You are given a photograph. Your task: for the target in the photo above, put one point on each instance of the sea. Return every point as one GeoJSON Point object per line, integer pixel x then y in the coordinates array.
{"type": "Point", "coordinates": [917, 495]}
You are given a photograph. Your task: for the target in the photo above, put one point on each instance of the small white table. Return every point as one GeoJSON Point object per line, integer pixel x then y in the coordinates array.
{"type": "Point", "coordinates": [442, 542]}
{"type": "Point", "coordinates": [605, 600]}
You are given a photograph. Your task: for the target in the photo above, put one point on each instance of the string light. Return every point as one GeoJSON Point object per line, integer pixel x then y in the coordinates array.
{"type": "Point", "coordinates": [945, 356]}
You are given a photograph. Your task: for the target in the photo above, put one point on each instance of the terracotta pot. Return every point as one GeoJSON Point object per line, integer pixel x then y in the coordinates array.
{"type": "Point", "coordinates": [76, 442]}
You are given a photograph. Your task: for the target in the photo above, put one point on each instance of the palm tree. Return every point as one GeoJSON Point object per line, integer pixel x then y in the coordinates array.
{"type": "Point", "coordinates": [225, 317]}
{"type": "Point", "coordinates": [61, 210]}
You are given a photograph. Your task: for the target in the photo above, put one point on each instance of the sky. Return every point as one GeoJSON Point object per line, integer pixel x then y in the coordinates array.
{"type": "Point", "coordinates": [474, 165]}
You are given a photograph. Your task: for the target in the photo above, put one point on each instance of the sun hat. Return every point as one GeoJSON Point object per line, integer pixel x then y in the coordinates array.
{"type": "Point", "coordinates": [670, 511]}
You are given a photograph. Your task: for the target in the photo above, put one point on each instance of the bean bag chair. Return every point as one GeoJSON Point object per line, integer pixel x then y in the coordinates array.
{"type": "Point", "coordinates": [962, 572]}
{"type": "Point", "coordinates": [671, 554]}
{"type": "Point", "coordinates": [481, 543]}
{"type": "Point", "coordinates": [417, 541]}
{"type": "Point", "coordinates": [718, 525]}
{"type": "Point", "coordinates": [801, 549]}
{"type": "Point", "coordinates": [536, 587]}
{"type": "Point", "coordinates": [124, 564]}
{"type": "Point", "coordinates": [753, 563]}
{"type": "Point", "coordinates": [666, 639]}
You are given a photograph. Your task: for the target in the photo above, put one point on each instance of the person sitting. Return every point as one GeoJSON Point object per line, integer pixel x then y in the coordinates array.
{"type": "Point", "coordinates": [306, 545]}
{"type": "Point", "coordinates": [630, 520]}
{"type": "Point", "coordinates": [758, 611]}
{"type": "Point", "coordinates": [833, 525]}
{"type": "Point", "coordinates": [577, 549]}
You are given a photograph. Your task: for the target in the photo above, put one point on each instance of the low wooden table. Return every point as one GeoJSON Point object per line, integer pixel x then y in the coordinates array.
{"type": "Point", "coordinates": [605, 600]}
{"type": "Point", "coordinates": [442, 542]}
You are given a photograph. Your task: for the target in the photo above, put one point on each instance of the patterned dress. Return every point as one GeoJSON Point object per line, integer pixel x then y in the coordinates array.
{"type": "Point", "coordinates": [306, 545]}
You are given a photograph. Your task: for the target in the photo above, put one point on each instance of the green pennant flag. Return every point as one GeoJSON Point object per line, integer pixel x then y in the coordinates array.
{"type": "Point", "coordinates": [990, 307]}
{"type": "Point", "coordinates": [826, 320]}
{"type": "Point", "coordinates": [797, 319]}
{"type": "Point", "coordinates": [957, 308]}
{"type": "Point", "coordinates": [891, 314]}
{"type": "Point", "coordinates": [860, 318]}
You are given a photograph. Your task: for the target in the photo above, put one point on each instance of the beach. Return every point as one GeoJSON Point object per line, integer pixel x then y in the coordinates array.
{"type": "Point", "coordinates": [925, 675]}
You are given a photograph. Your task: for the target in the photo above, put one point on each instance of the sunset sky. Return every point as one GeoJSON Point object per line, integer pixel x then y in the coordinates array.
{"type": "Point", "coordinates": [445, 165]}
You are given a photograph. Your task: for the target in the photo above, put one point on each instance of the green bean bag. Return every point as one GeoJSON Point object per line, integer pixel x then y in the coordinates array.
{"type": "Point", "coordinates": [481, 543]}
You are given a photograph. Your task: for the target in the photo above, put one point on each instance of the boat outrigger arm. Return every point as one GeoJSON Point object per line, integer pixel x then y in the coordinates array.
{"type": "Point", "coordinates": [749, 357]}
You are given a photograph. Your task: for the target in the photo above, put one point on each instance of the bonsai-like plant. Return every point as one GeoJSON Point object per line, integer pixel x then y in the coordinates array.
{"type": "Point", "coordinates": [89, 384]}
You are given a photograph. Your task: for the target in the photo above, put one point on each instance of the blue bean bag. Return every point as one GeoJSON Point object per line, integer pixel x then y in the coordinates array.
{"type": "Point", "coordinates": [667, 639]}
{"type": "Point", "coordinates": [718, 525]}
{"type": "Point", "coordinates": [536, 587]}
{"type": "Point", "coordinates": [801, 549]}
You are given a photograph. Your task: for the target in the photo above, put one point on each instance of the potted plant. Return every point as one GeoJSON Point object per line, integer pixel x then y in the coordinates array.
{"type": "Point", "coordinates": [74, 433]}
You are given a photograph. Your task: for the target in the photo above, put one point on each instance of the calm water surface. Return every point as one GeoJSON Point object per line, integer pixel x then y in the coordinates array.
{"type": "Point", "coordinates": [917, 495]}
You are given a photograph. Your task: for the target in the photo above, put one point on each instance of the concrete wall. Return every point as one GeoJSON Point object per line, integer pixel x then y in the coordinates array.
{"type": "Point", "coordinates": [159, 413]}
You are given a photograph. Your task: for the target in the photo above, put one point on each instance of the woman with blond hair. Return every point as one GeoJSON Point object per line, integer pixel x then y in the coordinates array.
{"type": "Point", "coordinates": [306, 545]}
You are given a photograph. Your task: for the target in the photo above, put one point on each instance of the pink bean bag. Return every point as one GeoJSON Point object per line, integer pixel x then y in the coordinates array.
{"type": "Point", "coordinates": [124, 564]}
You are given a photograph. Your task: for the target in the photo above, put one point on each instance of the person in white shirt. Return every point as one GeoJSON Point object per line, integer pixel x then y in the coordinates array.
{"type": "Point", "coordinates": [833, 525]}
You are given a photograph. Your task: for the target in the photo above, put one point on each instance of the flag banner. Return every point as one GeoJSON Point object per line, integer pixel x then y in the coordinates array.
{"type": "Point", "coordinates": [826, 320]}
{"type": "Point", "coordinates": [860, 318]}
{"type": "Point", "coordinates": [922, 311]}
□ □ □
| What to do |
Keep every word the same and copy out all of the entries.

| Task answer |
You are given a photograph. Your task: for the target in the photo above, put one point on each instance of the sea. Return every point as one GeoJSON Point object per line, integer pixel x then y in the coordinates array.
{"type": "Point", "coordinates": [917, 495]}
You are given a photograph. Your task: for the target in the photo above, put one point on each instance of the small white table. Return every point as one GeoJSON Point object per line, integer pixel x then y in the coordinates array.
{"type": "Point", "coordinates": [442, 542]}
{"type": "Point", "coordinates": [605, 600]}
You are given a photograph. Your task: for the target in the photo above, put one point on each instance of the string light. Return every point as one GeoJSON Point object per line, integer pixel x then y in the coordinates array.
{"type": "Point", "coordinates": [945, 356]}
You are given a photograph. Your task: for the target in the photo above, put one point on each instance of the terracotta pot. Return every point as one GeoJSON Point object per line, integer pixel x then y in the coordinates array.
{"type": "Point", "coordinates": [76, 442]}
You are given a photograph. Your task: for the target in the photo above, put one point on each instance of the palm tree. Return every point as one GeoJSON Point object per line, integer pixel x then y in the coordinates array.
{"type": "Point", "coordinates": [225, 317]}
{"type": "Point", "coordinates": [61, 210]}
You are given a photograph. Your task: for the target in the photo above, put one point on each instance of the sky. Return every point as one GeoJSON Point object per line, integer pixel x then y in the coordinates array.
{"type": "Point", "coordinates": [474, 165]}
You are given a photograph. Your task: for the target in the photo above, put one point on each instance of the sun hat. Return every point as one GeoJSON Point object per line, integer pixel x then y in the coordinates array.
{"type": "Point", "coordinates": [670, 511]}
You are given a photograph. Your task: for the target in the photo above, put one point on each instance of the bean bag chair. Return every point as one GeoJSON Point object per line, integer pixel x then y in the coordinates array.
{"type": "Point", "coordinates": [962, 572]}
{"type": "Point", "coordinates": [671, 554]}
{"type": "Point", "coordinates": [481, 543]}
{"type": "Point", "coordinates": [417, 541]}
{"type": "Point", "coordinates": [718, 525]}
{"type": "Point", "coordinates": [801, 549]}
{"type": "Point", "coordinates": [536, 587]}
{"type": "Point", "coordinates": [124, 564]}
{"type": "Point", "coordinates": [753, 563]}
{"type": "Point", "coordinates": [666, 639]}
You are given a photograph. Your task: for the target in the photo above, put one point on each instance of the person sitting. Return every point as one GeoJSON Point object per line, integer pixel x then y in the coordinates array.
{"type": "Point", "coordinates": [306, 545]}
{"type": "Point", "coordinates": [630, 520]}
{"type": "Point", "coordinates": [758, 611]}
{"type": "Point", "coordinates": [833, 525]}
{"type": "Point", "coordinates": [577, 549]}
You are given a photograph. Your task: for the target in the photo above, put one point on each instance of the low wooden table. Return every point as one GeoJSON Point object per line, integer pixel x then y in the coordinates array.
{"type": "Point", "coordinates": [605, 600]}
{"type": "Point", "coordinates": [442, 542]}
You are given a photograph. Your task: for the target in the photo above, put one point on each instance of the patterned dress. Return every point as one GeoJSON Point object per line, integer pixel x then y in the coordinates array.
{"type": "Point", "coordinates": [306, 545]}
You are given a photograph. Your task: for the target in the photo above, put one point on each instance of the green pennant flag. Return every point as one GeoJSON Point object per line, integer pixel x then y in the coordinates array.
{"type": "Point", "coordinates": [990, 307]}
{"type": "Point", "coordinates": [826, 320]}
{"type": "Point", "coordinates": [797, 319]}
{"type": "Point", "coordinates": [957, 308]}
{"type": "Point", "coordinates": [891, 314]}
{"type": "Point", "coordinates": [860, 318]}
You are given a photograph. Your task: for the target in the photo above, put one point on each instance of the beach. Return every point as one GeoJSON Point object per line, integer pixel x then y in the coordinates array.
{"type": "Point", "coordinates": [925, 675]}
You are given a photograph. Your task: for the target in the photo above, put one point on each instance of the sunset sky. Return every point as one GeoJSON Point object per line, integer pixel x then y in the coordinates array.
{"type": "Point", "coordinates": [445, 165]}
You are given a photograph. Your task: for the target in the photo above, put one point on each instance of the green bean bag. Return every point as one GeoJSON Point object per line, integer pixel x then y in the coordinates array.
{"type": "Point", "coordinates": [481, 543]}
You are given a photograph. Your task: for the target in the photo above, put one point on each instance of the boat outrigger arm. Return every point as one GeoJSON Point object per line, integer pixel x then y in the coordinates array.
{"type": "Point", "coordinates": [749, 357]}
You are given a photograph. Your task: for the target in the photo above, put one point on each instance of the bonsai-like plant. Return every point as one GeoJSON Point object per line, integer pixel x then y in the coordinates array.
{"type": "Point", "coordinates": [89, 384]}
You are given a photograph. Your task: for the target in the photo above, put one point on each instance of the blue bean bag. Return every point as one GeoJSON Point object per line, integer pixel x then y in the coordinates array.
{"type": "Point", "coordinates": [667, 639]}
{"type": "Point", "coordinates": [718, 525]}
{"type": "Point", "coordinates": [536, 587]}
{"type": "Point", "coordinates": [801, 549]}
You are given a photograph. Your task: for the target in the photo above, put one point on each instance of the potted plant. Return every point as one GeoJSON Point object per line, integer pixel x then y in the coordinates array.
{"type": "Point", "coordinates": [74, 433]}
You are given a photograph. Your task: for the target in the photo above, put one point on each instance of the calm water surface. Return every point as one GeoJSON Point object per line, integer pixel x then y in the coordinates array.
{"type": "Point", "coordinates": [917, 495]}
You are given a photograph. Your task: for the target in the photo above, put one point on each instance of the concrete wall. Return every point as one GeoJSON Point object per line, integer pixel x then y in the coordinates array.
{"type": "Point", "coordinates": [159, 413]}
You are given a photograph. Your task: for the target in the photo above, put one point on each instance of the woman with blond hair. Return every point as one GeoJSON Point object per line, integer pixel x then y in the coordinates array.
{"type": "Point", "coordinates": [306, 545]}
You are given a photograph. Your task: for the target in the photo above, put one point on each instance of the pink bean bag. Return every point as one GeoJSON Point object per line, integer pixel x then y in the coordinates array.
{"type": "Point", "coordinates": [124, 564]}
You are given a photograph. Your task: for the target in the photo above, put one point on each instance of the person in white shirt. Return every point as one GeoJSON Point object per line, integer pixel x then y in the coordinates array.
{"type": "Point", "coordinates": [833, 525]}
You are given a photograph. Your task: for the target in the photo above, put one point on each instance of the flag banner. Return every point as one GeoJSON Point object per line, integer pixel x then y in the coordinates array.
{"type": "Point", "coordinates": [826, 320]}
{"type": "Point", "coordinates": [860, 318]}
{"type": "Point", "coordinates": [922, 311]}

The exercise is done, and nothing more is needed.